> **THE PROBLEM**
Your answer should be one number: the count of lines in these entries that hold the word "white".

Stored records

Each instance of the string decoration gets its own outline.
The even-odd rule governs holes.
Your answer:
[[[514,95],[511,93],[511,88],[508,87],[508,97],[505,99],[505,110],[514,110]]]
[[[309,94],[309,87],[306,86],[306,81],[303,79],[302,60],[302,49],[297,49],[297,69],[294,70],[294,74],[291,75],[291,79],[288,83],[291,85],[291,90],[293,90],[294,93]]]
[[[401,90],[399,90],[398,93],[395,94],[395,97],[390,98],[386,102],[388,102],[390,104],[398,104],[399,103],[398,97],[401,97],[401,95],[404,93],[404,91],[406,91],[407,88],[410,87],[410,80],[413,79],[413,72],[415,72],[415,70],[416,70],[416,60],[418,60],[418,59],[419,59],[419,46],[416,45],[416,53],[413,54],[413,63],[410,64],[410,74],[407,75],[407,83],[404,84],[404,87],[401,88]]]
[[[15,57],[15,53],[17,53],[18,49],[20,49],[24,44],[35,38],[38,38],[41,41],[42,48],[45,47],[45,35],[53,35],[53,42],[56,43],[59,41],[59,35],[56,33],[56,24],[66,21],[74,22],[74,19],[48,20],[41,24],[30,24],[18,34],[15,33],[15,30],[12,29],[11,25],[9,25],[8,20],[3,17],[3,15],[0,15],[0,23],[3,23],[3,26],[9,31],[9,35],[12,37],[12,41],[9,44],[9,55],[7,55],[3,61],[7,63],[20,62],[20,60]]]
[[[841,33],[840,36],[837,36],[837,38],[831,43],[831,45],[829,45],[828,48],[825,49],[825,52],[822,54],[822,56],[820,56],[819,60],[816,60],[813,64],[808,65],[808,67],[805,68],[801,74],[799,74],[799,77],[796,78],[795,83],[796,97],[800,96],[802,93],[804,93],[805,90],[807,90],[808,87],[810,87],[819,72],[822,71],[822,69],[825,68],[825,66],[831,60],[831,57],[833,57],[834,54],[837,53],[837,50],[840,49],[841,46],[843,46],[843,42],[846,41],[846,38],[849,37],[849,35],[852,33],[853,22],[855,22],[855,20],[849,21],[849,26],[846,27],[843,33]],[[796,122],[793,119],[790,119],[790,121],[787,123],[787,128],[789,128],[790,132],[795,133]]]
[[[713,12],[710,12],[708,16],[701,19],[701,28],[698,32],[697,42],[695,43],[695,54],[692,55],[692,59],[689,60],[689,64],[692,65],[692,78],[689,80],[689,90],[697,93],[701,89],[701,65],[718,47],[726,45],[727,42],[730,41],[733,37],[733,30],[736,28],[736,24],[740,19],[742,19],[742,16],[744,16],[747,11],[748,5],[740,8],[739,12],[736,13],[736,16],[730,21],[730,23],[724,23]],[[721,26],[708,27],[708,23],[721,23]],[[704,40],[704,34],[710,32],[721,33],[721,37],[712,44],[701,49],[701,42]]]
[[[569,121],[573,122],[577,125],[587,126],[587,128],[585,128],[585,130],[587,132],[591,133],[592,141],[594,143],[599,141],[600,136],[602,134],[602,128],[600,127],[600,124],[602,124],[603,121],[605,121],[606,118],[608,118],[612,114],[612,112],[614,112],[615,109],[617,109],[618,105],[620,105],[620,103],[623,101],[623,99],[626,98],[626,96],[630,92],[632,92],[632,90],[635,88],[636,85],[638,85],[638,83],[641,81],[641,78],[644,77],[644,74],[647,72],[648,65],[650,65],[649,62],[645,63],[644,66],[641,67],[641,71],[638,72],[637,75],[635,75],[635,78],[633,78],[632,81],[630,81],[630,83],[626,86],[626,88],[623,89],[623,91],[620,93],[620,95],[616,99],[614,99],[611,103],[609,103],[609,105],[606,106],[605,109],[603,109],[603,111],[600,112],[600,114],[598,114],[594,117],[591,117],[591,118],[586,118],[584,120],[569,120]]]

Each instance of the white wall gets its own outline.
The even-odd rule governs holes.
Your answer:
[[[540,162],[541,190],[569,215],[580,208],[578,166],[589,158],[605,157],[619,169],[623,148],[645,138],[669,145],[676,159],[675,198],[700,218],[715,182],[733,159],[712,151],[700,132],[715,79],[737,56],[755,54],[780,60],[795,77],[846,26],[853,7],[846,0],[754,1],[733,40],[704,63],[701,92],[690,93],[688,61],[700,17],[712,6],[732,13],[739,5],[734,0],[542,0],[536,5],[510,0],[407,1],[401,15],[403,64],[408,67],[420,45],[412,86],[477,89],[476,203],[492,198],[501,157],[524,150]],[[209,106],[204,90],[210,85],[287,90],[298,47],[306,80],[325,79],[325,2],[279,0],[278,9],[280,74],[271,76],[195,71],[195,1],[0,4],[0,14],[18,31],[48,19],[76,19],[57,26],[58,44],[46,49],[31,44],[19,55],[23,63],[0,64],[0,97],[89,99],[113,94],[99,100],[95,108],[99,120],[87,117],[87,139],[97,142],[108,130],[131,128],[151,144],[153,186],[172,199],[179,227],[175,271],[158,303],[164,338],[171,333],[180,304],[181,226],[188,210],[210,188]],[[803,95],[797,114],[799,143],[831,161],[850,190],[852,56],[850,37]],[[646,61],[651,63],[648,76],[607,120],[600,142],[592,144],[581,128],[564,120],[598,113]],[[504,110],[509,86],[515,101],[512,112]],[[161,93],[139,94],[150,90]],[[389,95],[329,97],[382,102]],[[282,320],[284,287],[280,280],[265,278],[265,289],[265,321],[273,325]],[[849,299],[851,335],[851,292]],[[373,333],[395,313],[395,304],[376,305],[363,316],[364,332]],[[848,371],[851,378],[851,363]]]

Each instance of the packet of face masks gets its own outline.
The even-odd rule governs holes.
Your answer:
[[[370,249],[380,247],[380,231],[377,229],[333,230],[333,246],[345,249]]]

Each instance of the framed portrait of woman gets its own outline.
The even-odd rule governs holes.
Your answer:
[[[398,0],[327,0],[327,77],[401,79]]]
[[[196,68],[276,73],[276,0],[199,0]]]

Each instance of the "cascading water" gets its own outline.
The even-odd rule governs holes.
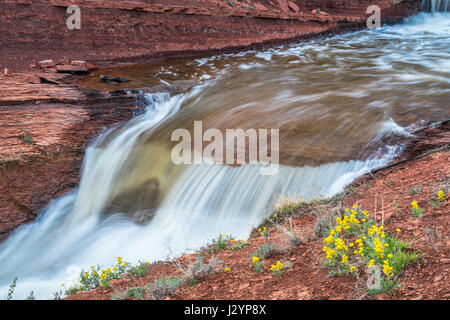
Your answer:
[[[449,117],[449,33],[448,16],[422,14],[405,25],[191,60],[213,79],[185,94],[148,96],[144,114],[87,149],[79,187],[0,244],[0,298],[14,277],[16,298],[51,298],[80,268],[116,256],[164,259],[222,233],[246,237],[281,195],[336,194],[398,154],[408,126]],[[170,134],[194,120],[279,127],[278,174],[260,175],[259,164],[175,166]]]
[[[449,12],[449,0],[422,0],[420,9],[425,12]]]

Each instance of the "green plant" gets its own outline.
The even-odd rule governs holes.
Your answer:
[[[294,230],[294,227],[292,224],[292,219],[289,219],[289,227],[286,227],[286,226],[276,223],[276,222],[272,222],[272,224],[275,226],[275,228],[278,231],[280,231],[281,233],[283,233],[286,236],[286,238],[291,243],[291,245],[298,246],[302,242],[299,235]]]
[[[31,291],[26,300],[36,300],[36,297],[34,295],[34,291]]]
[[[281,276],[284,269],[284,263],[281,261],[277,261],[276,264],[273,264],[270,266],[270,271],[276,276]]]
[[[136,300],[141,300],[145,293],[147,293],[147,290],[147,287],[132,287],[128,289],[127,294]]]
[[[148,272],[149,262],[141,262],[137,265],[131,265],[123,261],[121,257],[117,257],[117,263],[113,267],[102,269],[99,265],[91,266],[90,270],[82,270],[80,273],[79,283],[67,288],[66,295],[74,294],[78,291],[88,291],[97,287],[110,287],[110,281],[120,279],[126,273],[134,277],[143,277]]]
[[[234,240],[232,240],[232,242],[235,242]],[[249,246],[250,243],[248,241],[245,240],[238,240],[237,244],[235,244],[234,246],[230,247],[231,251],[237,251],[237,250],[241,250],[247,246]]]
[[[62,300],[63,292],[62,290],[53,292],[53,300]]]
[[[232,240],[231,236],[225,236],[224,234],[220,235],[217,239],[214,239],[212,242],[212,248],[209,252],[216,252],[219,250],[225,250],[228,247],[228,241]]]
[[[109,300],[126,300],[127,298],[128,298],[128,292],[122,291],[122,292],[117,292],[117,293],[113,294],[111,296],[111,298],[109,298]]]
[[[235,6],[235,2],[233,0],[226,0],[226,2],[228,3],[229,6],[234,7]]]
[[[161,300],[167,296],[173,295],[177,289],[185,283],[182,278],[166,277],[155,280],[150,286],[148,296],[153,300]]]
[[[323,263],[332,269],[333,275],[358,275],[362,266],[382,270],[377,290],[394,289],[394,278],[418,259],[417,251],[406,250],[410,248],[409,243],[385,232],[383,226],[378,227],[369,219],[368,212],[357,205],[346,209],[343,217],[336,217],[334,228],[323,242],[326,255]]]
[[[372,288],[366,288],[367,293],[373,297],[376,294],[388,292],[391,293],[394,290],[397,290],[398,288],[401,288],[400,284],[398,283],[397,279],[390,279],[381,277],[379,279],[379,288],[378,289],[372,289]]]
[[[259,228],[258,232],[260,232],[264,238],[267,238],[269,236],[269,231],[267,231],[266,227]]]
[[[412,187],[411,189],[409,189],[409,194],[415,196],[416,194],[422,193],[422,191],[422,186]]]
[[[443,190],[439,190],[436,194],[436,196],[429,202],[429,204],[434,208],[437,209],[441,205],[445,204],[445,194]]]
[[[253,269],[256,272],[261,272],[263,270],[264,260],[261,260],[260,257],[253,256],[252,260],[251,260],[251,263],[252,263]]]
[[[394,209],[395,214],[398,214],[400,212],[400,209],[398,207],[399,204],[400,202],[398,200],[395,200],[394,203],[392,204],[392,209]]]
[[[173,262],[175,267],[184,274],[184,280],[195,284],[197,280],[207,276],[215,271],[215,267],[218,264],[223,264],[222,261],[212,257],[209,262],[205,264],[205,258],[201,255],[197,255],[194,262],[189,263],[187,266],[183,266],[180,261],[175,260]]]
[[[13,282],[9,285],[9,288],[8,288],[8,295],[7,295],[7,297],[6,297],[6,300],[11,300],[11,299],[12,299],[13,294],[14,294],[14,291],[16,290],[17,280],[18,280],[18,278],[15,277],[14,280],[13,280]]]
[[[251,255],[252,257],[260,257],[261,259],[269,258],[275,252],[275,244],[271,242],[263,243]]]
[[[436,229],[425,228],[423,232],[427,235],[428,243],[433,248],[434,251],[438,252],[438,247],[436,246],[436,242],[439,239],[439,231]]]
[[[26,144],[33,144],[33,137],[28,135],[30,132],[28,130],[23,131],[24,134],[19,137],[20,140],[25,142]]]
[[[314,233],[316,237],[326,236],[334,227],[335,219],[336,215],[333,214],[319,217],[319,219],[317,219],[316,223],[314,224]]]
[[[185,282],[186,280],[183,278],[160,278],[142,287],[132,287],[127,291],[117,292],[111,296],[110,300],[126,300],[128,298],[161,300],[173,295]]]
[[[72,286],[72,287],[69,287],[66,290],[64,290],[64,294],[66,296],[70,296],[70,295],[75,294],[75,293],[77,293],[79,291],[83,291],[83,287],[81,287],[81,286]]]
[[[148,262],[148,261],[146,261],[146,262],[139,261],[139,263],[136,266],[130,266],[130,268],[128,269],[128,273],[130,274],[130,276],[133,276],[133,277],[146,276],[148,273],[148,265],[149,264],[150,264],[150,262]]]
[[[416,218],[422,218],[424,210],[419,207],[419,205],[418,205],[416,200],[411,202],[411,206],[412,206],[412,208],[411,208],[411,215],[413,217],[416,217]]]

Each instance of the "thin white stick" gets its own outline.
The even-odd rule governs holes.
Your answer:
[[[374,216],[375,216],[375,225],[378,226],[378,224],[377,224],[377,195],[375,195],[375,212],[374,212]]]
[[[381,225],[384,227],[384,197],[383,197],[383,192],[381,192]]]

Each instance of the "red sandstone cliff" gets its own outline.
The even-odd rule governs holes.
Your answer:
[[[136,62],[138,58],[212,53],[361,27],[372,4],[382,9],[382,19],[392,20],[413,14],[419,3],[393,2],[3,0],[0,69],[23,70],[48,58]],[[66,9],[71,4],[80,7],[80,30],[66,26],[70,16]],[[313,11],[317,9],[319,13]]]

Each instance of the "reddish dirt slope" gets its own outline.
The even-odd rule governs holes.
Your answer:
[[[447,144],[446,151],[433,152],[358,179],[342,199],[345,207],[360,204],[373,217],[376,196],[378,222],[381,223],[381,212],[384,212],[385,230],[395,233],[394,230],[400,228],[399,237],[412,241],[412,248],[422,252],[421,258],[400,276],[401,288],[392,296],[383,293],[375,299],[450,299],[449,160]],[[420,192],[412,195],[412,188]],[[429,202],[436,197],[437,190],[445,190],[447,196],[445,204],[434,208]],[[409,213],[413,200],[425,209],[422,218],[414,218]],[[292,223],[302,238],[297,246],[289,246],[283,233],[269,228],[269,239],[280,251],[267,259],[264,272],[253,271],[249,263],[249,255],[266,241],[256,233],[249,240],[250,246],[244,249],[219,251],[215,257],[224,265],[216,273],[194,285],[179,288],[167,299],[371,299],[365,282],[353,276],[330,276],[330,270],[320,262],[324,258],[323,242],[322,238],[314,236],[314,224],[330,210],[333,208],[317,206],[307,213],[296,212]],[[211,258],[206,251],[202,254],[206,260]],[[179,260],[187,264],[194,259],[195,255],[186,255]],[[269,266],[277,260],[290,261],[292,267],[281,276],[272,275]],[[226,266],[230,271],[224,272]],[[68,299],[109,299],[114,293],[132,286],[179,275],[173,263],[160,262],[150,266],[149,274],[143,278],[112,281],[110,289],[97,288]]]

> **RESPONSE AREA**
2